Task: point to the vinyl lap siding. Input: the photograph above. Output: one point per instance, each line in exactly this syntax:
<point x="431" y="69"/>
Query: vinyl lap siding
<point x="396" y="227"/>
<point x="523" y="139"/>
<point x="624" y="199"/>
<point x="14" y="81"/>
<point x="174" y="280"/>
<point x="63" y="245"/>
-----
## Work to complete
Output the full listing exactly as given.

## The completed task
Task: point to the vinyl lap siding. Input: the photograph above. Output: one point per instance, each line in exactly this syntax:
<point x="431" y="69"/>
Query: vinyl lap siding
<point x="396" y="227"/>
<point x="523" y="139"/>
<point x="624" y="199"/>
<point x="14" y="81"/>
<point x="174" y="280"/>
<point x="63" y="245"/>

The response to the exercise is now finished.